JOB
Retype, without alteration, each line from the line containing "the bottle opening" to the final line of the records.

RECORD LIST
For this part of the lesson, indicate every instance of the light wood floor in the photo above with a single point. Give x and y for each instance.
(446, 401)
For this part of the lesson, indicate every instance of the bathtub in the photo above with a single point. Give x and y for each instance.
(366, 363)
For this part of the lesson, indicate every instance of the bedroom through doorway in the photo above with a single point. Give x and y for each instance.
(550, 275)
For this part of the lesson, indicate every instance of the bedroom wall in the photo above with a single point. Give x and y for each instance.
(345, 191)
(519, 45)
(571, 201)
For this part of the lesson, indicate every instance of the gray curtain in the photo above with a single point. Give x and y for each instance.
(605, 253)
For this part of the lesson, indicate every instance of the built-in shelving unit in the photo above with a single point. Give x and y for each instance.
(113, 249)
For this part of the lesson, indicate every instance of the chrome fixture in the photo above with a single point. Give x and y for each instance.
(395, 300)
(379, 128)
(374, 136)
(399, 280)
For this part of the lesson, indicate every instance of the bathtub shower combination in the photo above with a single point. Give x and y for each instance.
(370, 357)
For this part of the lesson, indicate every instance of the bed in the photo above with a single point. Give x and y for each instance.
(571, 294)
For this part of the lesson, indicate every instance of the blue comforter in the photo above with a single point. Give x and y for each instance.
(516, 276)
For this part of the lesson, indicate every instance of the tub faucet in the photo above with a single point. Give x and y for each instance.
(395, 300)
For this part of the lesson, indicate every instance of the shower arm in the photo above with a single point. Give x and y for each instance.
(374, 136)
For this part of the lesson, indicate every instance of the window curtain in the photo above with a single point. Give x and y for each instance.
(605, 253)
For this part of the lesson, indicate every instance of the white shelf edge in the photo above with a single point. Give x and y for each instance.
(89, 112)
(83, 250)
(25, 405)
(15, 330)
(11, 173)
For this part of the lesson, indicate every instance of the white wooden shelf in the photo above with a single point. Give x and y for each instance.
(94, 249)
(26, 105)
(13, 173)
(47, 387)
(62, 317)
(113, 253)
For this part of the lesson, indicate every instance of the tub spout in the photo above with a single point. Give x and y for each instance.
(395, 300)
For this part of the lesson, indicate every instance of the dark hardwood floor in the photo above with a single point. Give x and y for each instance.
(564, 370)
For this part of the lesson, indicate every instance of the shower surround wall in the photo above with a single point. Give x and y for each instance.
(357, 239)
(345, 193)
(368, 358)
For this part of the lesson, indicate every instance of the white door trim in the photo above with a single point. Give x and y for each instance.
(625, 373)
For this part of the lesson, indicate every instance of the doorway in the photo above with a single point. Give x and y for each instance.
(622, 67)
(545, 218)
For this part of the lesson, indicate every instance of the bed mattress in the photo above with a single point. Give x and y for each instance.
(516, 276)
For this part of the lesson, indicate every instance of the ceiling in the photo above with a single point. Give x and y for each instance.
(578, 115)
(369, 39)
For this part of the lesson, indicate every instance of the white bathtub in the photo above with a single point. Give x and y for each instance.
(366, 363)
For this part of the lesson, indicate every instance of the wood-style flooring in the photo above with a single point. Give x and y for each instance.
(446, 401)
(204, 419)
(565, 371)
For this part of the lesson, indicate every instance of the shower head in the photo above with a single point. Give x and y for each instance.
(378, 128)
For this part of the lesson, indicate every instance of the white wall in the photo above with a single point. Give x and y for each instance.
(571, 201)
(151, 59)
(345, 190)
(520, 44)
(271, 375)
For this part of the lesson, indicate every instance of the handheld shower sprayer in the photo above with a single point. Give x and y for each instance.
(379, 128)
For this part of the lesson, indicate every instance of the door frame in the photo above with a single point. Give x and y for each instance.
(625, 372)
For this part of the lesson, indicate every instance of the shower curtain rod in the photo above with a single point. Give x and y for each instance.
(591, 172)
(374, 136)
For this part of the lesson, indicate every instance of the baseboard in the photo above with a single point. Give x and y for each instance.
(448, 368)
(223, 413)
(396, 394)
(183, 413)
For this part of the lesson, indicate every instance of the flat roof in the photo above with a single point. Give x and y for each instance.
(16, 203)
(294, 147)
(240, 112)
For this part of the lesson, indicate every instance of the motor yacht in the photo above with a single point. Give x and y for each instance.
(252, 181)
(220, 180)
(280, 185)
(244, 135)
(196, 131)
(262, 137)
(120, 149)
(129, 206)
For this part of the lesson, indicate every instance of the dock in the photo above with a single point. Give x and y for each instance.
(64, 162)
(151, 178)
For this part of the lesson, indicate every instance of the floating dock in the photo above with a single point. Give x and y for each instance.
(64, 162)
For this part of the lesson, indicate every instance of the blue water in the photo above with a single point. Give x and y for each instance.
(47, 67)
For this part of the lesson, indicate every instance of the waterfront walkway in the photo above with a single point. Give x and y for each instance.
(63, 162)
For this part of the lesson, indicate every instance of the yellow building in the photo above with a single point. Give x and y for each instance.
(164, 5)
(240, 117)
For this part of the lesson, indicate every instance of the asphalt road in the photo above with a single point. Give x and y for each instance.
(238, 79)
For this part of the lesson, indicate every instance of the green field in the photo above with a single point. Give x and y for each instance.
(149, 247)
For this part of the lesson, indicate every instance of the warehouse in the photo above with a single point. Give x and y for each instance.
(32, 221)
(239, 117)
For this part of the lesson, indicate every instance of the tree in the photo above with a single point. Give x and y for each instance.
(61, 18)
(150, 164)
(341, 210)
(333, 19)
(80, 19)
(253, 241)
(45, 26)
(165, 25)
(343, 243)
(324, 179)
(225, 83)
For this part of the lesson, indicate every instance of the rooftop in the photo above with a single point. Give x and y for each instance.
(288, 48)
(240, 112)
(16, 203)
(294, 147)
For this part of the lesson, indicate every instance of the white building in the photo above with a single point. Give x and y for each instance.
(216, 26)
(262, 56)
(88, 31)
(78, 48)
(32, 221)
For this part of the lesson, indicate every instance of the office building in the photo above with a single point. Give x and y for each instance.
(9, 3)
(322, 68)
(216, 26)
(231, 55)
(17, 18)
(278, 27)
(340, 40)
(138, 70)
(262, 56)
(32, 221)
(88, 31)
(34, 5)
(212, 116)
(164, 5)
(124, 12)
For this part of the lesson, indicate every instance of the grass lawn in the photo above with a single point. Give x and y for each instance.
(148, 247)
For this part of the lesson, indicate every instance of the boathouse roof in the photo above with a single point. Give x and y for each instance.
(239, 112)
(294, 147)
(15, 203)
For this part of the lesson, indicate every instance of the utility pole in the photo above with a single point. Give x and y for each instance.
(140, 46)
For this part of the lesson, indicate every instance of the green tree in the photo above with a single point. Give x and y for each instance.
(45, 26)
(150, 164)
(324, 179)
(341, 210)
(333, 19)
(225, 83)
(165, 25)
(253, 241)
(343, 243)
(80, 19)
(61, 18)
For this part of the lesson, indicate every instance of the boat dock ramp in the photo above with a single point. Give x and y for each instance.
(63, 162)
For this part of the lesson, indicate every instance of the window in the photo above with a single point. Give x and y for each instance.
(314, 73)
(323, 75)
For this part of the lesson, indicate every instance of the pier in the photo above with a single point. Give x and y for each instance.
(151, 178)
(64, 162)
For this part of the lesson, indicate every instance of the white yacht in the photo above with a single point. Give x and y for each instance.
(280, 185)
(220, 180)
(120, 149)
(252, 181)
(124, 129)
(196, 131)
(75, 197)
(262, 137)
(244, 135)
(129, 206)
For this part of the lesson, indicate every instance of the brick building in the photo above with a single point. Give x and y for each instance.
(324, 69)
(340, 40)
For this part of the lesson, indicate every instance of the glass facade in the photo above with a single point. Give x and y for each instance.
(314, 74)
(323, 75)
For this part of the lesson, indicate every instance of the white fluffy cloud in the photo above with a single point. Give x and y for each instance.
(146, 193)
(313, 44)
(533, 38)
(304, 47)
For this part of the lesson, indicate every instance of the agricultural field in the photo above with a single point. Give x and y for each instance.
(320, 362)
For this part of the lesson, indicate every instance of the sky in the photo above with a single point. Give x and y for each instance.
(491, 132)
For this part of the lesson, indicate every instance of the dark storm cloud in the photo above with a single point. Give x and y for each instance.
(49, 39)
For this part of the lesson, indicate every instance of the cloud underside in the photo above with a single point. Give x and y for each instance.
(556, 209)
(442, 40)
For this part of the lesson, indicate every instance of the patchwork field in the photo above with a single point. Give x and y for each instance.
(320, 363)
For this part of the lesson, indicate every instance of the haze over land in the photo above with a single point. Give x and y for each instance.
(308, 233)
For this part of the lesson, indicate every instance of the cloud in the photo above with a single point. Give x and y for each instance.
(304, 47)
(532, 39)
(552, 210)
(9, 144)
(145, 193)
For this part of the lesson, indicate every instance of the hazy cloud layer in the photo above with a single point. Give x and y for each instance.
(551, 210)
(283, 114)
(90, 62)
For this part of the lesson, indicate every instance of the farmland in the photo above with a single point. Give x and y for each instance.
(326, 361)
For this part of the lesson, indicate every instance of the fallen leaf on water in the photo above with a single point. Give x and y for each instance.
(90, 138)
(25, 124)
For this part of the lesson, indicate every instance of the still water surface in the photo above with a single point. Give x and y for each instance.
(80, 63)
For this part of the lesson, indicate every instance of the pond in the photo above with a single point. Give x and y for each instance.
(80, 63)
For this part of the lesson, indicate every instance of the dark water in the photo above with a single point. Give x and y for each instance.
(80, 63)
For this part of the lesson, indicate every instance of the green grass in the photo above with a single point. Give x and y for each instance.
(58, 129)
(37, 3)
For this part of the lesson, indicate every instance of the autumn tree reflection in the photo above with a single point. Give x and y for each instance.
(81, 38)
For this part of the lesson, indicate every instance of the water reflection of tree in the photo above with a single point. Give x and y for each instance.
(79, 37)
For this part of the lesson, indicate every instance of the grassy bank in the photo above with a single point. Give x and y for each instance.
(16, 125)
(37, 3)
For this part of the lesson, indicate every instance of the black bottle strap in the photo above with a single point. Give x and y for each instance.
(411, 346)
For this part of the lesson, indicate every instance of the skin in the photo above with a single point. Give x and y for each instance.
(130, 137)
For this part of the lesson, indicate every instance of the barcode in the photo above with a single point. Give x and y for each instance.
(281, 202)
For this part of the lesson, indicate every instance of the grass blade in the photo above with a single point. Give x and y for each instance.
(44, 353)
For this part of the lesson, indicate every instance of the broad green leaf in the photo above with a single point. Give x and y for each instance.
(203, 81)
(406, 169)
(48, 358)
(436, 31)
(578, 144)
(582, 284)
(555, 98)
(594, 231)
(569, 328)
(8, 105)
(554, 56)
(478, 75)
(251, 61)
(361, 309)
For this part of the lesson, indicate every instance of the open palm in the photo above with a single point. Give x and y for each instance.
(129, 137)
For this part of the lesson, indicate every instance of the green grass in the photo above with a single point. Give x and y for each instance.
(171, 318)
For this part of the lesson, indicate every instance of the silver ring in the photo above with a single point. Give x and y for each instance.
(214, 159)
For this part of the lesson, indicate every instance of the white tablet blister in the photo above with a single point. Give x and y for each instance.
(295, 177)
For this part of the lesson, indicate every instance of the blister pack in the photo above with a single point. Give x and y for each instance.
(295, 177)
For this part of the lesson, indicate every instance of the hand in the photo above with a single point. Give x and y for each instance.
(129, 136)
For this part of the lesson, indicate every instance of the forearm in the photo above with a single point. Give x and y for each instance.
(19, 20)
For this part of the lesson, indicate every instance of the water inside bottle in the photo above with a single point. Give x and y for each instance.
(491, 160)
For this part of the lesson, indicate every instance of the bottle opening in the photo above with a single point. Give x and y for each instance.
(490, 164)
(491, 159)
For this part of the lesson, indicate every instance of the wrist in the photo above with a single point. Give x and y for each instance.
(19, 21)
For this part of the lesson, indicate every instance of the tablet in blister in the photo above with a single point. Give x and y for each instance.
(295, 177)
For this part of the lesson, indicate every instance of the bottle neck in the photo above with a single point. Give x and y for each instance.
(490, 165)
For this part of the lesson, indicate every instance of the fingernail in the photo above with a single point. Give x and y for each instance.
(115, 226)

THE COMPLETED TASK
For this part of the lesson, indicate every instance of the bottle opening in the photo above with a single point. Give x and y for each instance.
(490, 164)
(491, 159)
For this part of the lesson, indicate every instance of the wrist in the photo above with a single point. Give x and y for each instance.
(19, 21)
For this part of the lesson, indicate every instance of the tablet in blister in the photo above with a single point. Give x and y for each instance.
(295, 177)
For this part of the lesson, indicate every instance of the bottle neck in the photo above with a single point. Give x and y for each instance.
(490, 165)
For this part of the lesson, indicate every instance of the fingernail in the photo above with a single point. Give x and y for each instance.
(115, 226)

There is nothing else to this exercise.